### Consignes
a) Reproduisez le passage de l'extrait sur David Bowie allant de "Photo du rédacteur: ValentinValentin" jusqu'à "l'emprise de drogues." inclus.
b) D'après l'extrait sur David Bowie, quel mime le chanteur rencontre-t-il en 1967 ?
c) Énumérez les trois moyens par lesquels, selon l'extrait sur David Bowie, l'artiste a marqué le monde de l'art pendant plus d'un demi-siècle.

━━━━━ Texte source ━━━━━

Photo du rédacteur: ValentinValentin

Dernière mise à jour : 9 nov. 2019



Space Oddity fut fortement influencé par 2001 l'Odyssée de l'Espace. Bowie affirma lui-même avoir vu le film sous l'emprise de drogues.

A l'occasion des cinquante ans de son album Space Oddity qui lui permit d'accéder à une renommée mondiale après des débuts mitigé mais aussi des 30 ans de la chute du Mur de Berlin qui consacra sa chanson "Heroes" comme une ode à une liberté retrouvée, l'artiste britannique disparu en 2016 est aujourd'hui l'objet d'un portrait croisé musico-cinéphile. Célébré mondialement pour sa carrière musicale hors-pair, l'homme aux multiples facettes interpréta de nombreux rôles devant la caméra. C'est l'intriguant personnage qui retient notre attention ici, l'occasion de rendre un hommage à celui qui marqua le monde de l'art pendant plus d'un demi-siècle au gré de prestations scénographiques, d'apparitions télévisuelles et de rôles révolutionnaires.


Les amateurs de musique pop/rock ne s'y trompent pas : derrière une apparence souvent efféminée, toujours surprenante, déroutante parfois-même et un registre de paroles très personnel, se cache une personnalité particulièrement complexe, instable. Celle-ci se reflète considérablement dans les rôles qui sont octroyés au musicien David Bowie, dont la carrière au cinéma commence en 1976. Pourtant, le jeune homme n'en est pas à ses débuts lorsqu'il s'agit de styliser ses expressions et chorégraphier ses gestes. Déjà en 1967, alors que ses débuts musicaux restent extrêmement modestes, le chanteur fait la rencontre du mime Lindsay Kemp, avec lequel il entretient une relation pendant plusieurs années. Une rencontre décisive, dans la mesure où Bowie en quête d'identité, trouve en le mime un mentor, celui qui lui apprendra la manière d'exprimer par les gestes les fluctuations de l'esprit, même les plus complexes. La découverte du théâtre lui resservira amplement pour ses prochains albums, lorsque naîtra Ziggy Stardust. Cela lui confère surtout les capacités d'un touche à tout. Si en 1972 Ziggy fait son apparition, côtoyant volontiers Iggy Pop, le personnage est rapidement laissé de côté après avoir marqué l'esprit des adeptes de l'artiste.

━━━━━ Données ━━━━━

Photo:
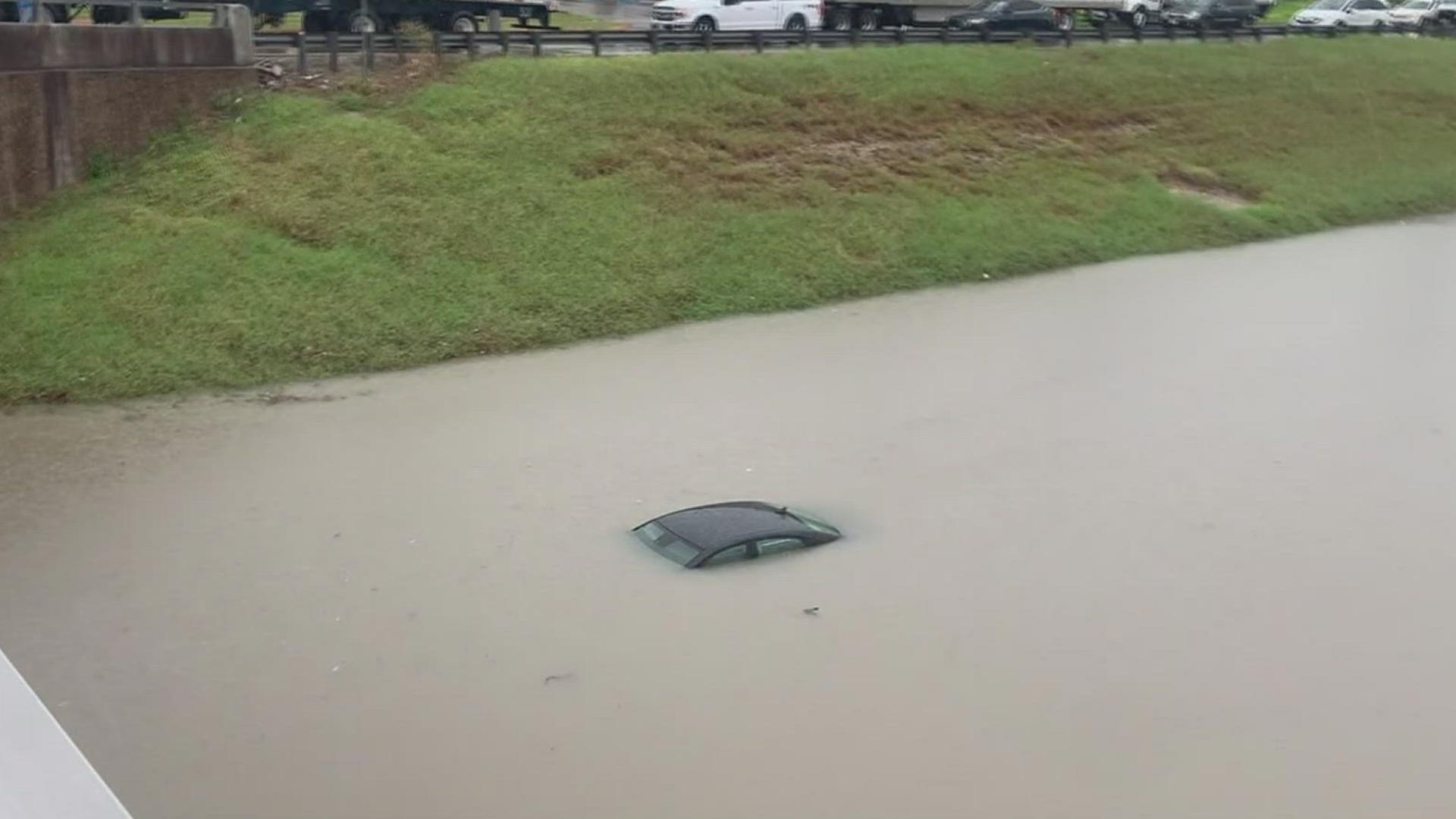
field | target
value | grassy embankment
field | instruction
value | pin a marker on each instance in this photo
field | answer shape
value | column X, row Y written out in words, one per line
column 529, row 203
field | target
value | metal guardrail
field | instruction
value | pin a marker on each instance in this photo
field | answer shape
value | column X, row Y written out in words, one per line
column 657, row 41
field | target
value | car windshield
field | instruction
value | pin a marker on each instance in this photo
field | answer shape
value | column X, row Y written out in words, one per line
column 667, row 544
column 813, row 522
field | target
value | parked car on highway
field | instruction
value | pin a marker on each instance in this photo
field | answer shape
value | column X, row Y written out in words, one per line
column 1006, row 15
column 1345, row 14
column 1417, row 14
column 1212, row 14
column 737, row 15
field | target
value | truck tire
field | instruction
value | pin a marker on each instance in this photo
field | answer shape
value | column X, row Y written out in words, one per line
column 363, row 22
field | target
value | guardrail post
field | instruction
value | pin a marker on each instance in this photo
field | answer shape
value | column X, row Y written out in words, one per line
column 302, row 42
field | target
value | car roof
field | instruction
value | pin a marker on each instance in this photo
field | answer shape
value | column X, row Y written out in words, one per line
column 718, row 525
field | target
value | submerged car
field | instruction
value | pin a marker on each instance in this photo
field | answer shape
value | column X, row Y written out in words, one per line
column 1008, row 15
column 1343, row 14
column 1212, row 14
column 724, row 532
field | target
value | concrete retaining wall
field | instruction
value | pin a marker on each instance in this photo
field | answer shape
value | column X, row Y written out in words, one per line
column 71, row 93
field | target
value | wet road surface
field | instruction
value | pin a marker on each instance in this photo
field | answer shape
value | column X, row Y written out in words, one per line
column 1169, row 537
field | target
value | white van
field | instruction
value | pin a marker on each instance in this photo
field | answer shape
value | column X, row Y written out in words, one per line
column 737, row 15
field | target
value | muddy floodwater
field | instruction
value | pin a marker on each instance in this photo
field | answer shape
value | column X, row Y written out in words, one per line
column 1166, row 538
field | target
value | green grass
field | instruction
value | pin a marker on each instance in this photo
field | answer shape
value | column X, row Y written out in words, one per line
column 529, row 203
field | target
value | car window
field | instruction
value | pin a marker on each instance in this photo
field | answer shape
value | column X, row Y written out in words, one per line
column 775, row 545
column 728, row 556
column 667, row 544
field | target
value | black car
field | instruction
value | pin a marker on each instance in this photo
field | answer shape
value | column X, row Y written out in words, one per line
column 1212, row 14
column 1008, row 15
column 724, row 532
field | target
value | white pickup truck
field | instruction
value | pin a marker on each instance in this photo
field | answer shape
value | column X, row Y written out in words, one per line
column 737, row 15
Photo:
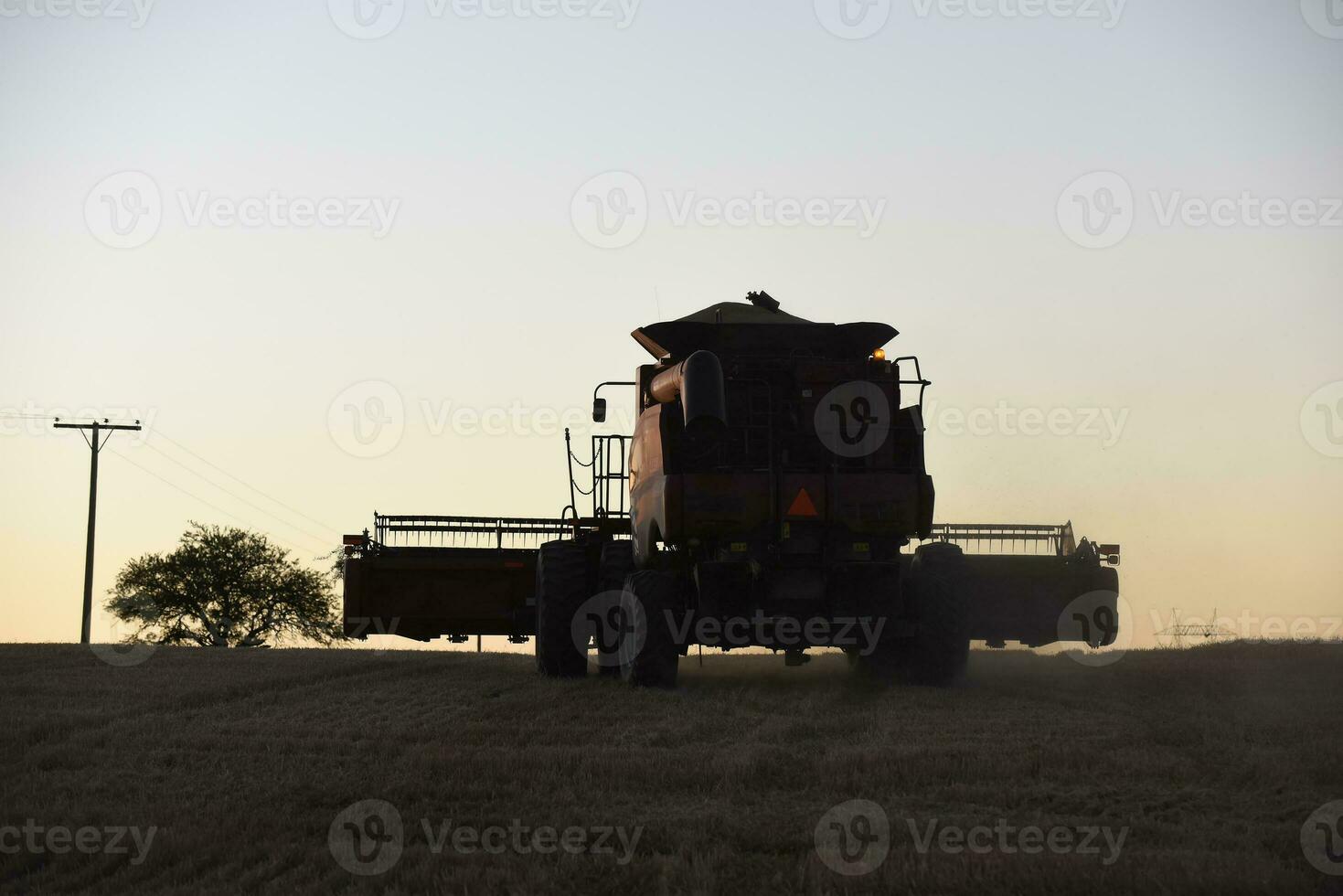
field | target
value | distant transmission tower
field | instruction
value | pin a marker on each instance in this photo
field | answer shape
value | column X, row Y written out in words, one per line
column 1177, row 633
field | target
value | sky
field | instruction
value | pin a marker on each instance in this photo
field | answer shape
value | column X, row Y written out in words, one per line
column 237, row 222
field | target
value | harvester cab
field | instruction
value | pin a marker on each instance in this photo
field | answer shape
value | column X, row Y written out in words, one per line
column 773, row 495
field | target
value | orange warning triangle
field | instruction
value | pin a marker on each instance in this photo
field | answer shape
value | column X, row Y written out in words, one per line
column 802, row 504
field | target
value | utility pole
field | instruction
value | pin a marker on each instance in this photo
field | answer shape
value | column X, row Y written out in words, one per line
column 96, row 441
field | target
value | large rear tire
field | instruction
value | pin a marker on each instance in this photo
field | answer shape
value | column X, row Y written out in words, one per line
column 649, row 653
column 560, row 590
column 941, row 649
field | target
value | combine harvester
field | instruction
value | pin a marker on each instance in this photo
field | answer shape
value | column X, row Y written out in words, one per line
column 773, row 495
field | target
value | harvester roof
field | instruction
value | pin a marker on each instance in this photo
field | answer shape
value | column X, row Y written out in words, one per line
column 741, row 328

━━━━━

### Réponses
a)
Photo du rédacteur: ValentinValentin

Dernière mise à jour : 9 nov. 2019



Space Oddity fut fortement influencé par 2001 l'Odyssée de l'Espace. Bowie affirma lui-même avoir vu le film sous l'emprise de drogues.

b) Lindsay Kemp.

c) Prestations scénographiques, apparitions télévisuelles, rôles révolutionnaires.